# START OF Data provided

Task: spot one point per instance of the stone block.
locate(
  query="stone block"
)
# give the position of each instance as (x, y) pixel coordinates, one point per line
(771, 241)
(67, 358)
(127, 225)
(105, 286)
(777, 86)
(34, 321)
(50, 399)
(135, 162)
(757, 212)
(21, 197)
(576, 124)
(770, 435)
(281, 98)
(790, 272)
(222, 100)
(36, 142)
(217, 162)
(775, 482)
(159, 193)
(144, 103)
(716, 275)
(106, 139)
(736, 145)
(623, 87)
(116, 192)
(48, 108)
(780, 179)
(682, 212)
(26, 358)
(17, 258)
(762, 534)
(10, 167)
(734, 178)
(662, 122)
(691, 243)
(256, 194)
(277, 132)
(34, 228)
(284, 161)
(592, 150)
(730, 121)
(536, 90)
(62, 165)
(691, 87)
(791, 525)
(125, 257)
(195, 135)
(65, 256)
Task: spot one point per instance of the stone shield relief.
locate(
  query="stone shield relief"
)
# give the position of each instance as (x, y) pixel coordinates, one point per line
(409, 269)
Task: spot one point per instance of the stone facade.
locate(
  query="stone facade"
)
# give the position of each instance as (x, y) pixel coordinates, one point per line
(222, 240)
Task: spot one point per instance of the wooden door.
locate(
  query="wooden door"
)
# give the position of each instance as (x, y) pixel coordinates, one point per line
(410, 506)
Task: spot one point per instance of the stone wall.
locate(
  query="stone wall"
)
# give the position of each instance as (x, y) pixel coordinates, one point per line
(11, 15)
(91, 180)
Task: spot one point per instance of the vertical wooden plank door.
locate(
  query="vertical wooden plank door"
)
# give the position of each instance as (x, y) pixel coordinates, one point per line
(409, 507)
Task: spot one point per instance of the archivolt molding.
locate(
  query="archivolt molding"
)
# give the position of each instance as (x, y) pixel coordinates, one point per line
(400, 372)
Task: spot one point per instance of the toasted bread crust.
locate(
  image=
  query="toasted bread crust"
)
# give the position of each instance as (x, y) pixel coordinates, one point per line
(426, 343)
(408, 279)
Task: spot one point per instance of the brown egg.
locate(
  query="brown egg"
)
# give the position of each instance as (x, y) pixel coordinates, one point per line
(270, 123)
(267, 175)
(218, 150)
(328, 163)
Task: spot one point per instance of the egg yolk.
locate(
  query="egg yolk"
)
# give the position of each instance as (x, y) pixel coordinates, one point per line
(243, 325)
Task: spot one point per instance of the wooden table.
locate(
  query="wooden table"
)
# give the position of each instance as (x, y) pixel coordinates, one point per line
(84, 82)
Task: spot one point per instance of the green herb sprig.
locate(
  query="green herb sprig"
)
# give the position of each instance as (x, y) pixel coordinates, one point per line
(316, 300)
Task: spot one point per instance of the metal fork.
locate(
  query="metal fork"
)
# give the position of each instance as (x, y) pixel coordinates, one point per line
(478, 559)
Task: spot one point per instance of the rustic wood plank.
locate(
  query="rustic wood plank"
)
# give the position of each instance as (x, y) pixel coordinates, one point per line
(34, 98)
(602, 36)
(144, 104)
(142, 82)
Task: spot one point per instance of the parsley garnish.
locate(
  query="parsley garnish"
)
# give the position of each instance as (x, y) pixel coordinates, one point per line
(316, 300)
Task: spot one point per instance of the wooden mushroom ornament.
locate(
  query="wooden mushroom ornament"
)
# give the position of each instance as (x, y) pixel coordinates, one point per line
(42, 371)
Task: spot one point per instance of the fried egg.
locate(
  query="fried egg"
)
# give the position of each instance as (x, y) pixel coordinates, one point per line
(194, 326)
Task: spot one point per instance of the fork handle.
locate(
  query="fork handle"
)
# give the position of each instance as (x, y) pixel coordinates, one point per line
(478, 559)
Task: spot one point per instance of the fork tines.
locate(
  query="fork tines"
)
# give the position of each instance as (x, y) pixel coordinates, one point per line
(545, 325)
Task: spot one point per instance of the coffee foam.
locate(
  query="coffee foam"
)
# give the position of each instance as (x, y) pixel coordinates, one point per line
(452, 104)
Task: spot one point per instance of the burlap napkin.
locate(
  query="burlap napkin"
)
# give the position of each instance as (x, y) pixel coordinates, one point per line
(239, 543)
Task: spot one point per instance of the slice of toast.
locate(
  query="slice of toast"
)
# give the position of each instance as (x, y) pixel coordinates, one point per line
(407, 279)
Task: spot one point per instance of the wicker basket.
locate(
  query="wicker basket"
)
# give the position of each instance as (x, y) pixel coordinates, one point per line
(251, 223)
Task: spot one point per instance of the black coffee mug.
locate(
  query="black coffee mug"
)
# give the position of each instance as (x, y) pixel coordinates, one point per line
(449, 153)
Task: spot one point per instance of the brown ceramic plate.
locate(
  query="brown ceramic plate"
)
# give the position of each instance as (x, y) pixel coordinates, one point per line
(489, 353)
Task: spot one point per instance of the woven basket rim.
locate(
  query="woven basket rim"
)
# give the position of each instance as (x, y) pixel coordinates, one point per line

# END OF Data provided

§ **Your objective**
Every entry must be retyped in full, exactly as given.

§ **Solution for this problem**
Task: spot one point per instance of the stone block.
locate(
  query="stone block"
)
# give the position of each instance as (x, y) pixel coordinates, one point per line
(771, 241)
(67, 358)
(127, 225)
(105, 286)
(777, 86)
(34, 321)
(50, 399)
(135, 162)
(757, 212)
(21, 197)
(576, 124)
(770, 435)
(281, 98)
(790, 272)
(222, 100)
(36, 142)
(217, 162)
(775, 482)
(159, 193)
(144, 103)
(716, 275)
(106, 139)
(736, 145)
(623, 87)
(116, 192)
(48, 108)
(780, 179)
(682, 212)
(26, 358)
(17, 258)
(762, 534)
(10, 167)
(734, 178)
(662, 122)
(691, 243)
(256, 194)
(277, 132)
(34, 228)
(284, 161)
(592, 150)
(730, 121)
(536, 90)
(62, 165)
(691, 87)
(791, 525)
(125, 257)
(195, 135)
(65, 256)
Task: spot one point per instance of the stone shield relief.
locate(
  query="stone shield relief"
)
# give the position of each instance as (x, y) pixel coordinates, one point per line
(409, 269)
Task: spot one point per instance of the stone facade.
locate(
  query="stone facade"
)
# give the position of each instance as (x, y) pixel coordinates, one point per line
(222, 240)
Task: spot one point per instance of the wooden door.
locate(
  query="wooden door"
)
# give the position of each instance as (x, y) pixel coordinates, one point per line
(410, 506)
Task: spot one point per instance of the stone wall.
locate(
  query="stone wall"
)
# give the position of each instance as (x, y) pixel coordinates, one point per line
(11, 15)
(91, 180)
Task: spot one point per instance of the vertical wooden plank door.
locate(
  query="vertical wooden plank door"
)
# give the position of each instance as (x, y) pixel coordinates, one point per line
(409, 507)
Task: spot one point per instance of the archivolt molding.
locate(
  query="archivolt molding"
)
# give the position of each instance as (x, y) pixel coordinates, one point per line
(400, 372)
Task: spot one point per instance of the toasted bread crust.
locate(
  image=
  query="toasted bread crust"
)
# give the position of each instance as (x, y) pixel coordinates, one point per line
(426, 343)
(408, 279)
Task: spot one point per instance of the brown egg.
locate(
  query="brown egg"
)
# give the position of each instance as (x, y) pixel coordinates, one point per line
(270, 123)
(267, 175)
(218, 150)
(328, 163)
Task: spot one point per instance of the egg yolk.
locate(
  query="egg yolk"
)
# give the position of each instance as (x, y) pixel coordinates, one point per line
(243, 325)
Task: spot one point per instance of the wooden table.
locate(
  query="wooden table"
)
# give the position of each instance as (x, y) pixel coordinates, one point per line
(84, 82)
Task: spot one point per instance of the green herb sprig.
locate(
  query="green herb sprig"
)
# give the position of each instance as (x, y) pixel coordinates, one point per line
(316, 300)
Task: spot one point per instance of the metal fork.
locate(
  query="metal fork"
)
# give the position of each instance as (x, y) pixel coordinates, one point per line
(478, 559)
Task: spot one point per instance of the rustic wood plank.
locate(
  query="rustic wood plank"
)
# give the position of each instance as (x, y) pixel coordinates, one point per line
(34, 98)
(602, 36)
(144, 104)
(142, 82)
Task: spot one point per instance of the parsley garnish.
locate(
  query="parsley garnish"
)
# give the position of each instance as (x, y) pixel coordinates, one point per line
(316, 300)
Task: spot one point per instance of the wooden mushroom ornament.
locate(
  query="wooden mushroom ornament"
)
# give the position of each instance as (x, y) pixel coordinates, one point per line
(42, 371)
Task: spot one point per instance of the fried egg.
locate(
  query="fried egg"
)
# give the position of each instance as (x, y) pixel coordinates, one point per line
(194, 326)
Task: spot one point per instance of the fork handle.
locate(
  query="fork handle"
)
# give the position of each instance as (x, y) pixel coordinates, one point per line
(478, 559)
Task: spot one point per instance of the fork tines.
locate(
  query="fork tines"
)
# give the position of each instance as (x, y) pixel coordinates, one point per line
(545, 325)
Task: spot one point per instance of the coffee foam.
locate(
  query="coffee foam"
)
# give the position of each instance as (x, y) pixel coordinates, one point per line
(452, 104)
Task: spot one point per instance of the burlap napkin.
locate(
  query="burlap napkin"
)
# give the position of each instance as (x, y) pixel coordinates, one point per line
(239, 543)
Task: spot one point per instance of the slice of toast.
locate(
  query="slice of toast"
)
# give the position of each instance as (x, y) pixel coordinates, one point per line
(407, 279)
Task: spot one point per instance of the wicker basket.
locate(
  query="wicker basket"
)
# give the position of each instance as (x, y) pixel coordinates, one point per line
(251, 223)
Task: spot one point per instance of the black coffee mug.
locate(
  query="black coffee mug"
)
# give the position of each instance as (x, y) pixel coordinates, one point per line
(449, 153)
Task: spot one point per instance of the brown ceramic plate.
locate(
  query="brown ceramic plate"
)
# give the position of each instance as (x, y) pixel coordinates, one point per line
(489, 353)
Task: spot one point per instance of the woven basket rim.
locate(
  query="woven basket rim"
)
# give the position of each instance as (x, y) pixel coordinates, one point per line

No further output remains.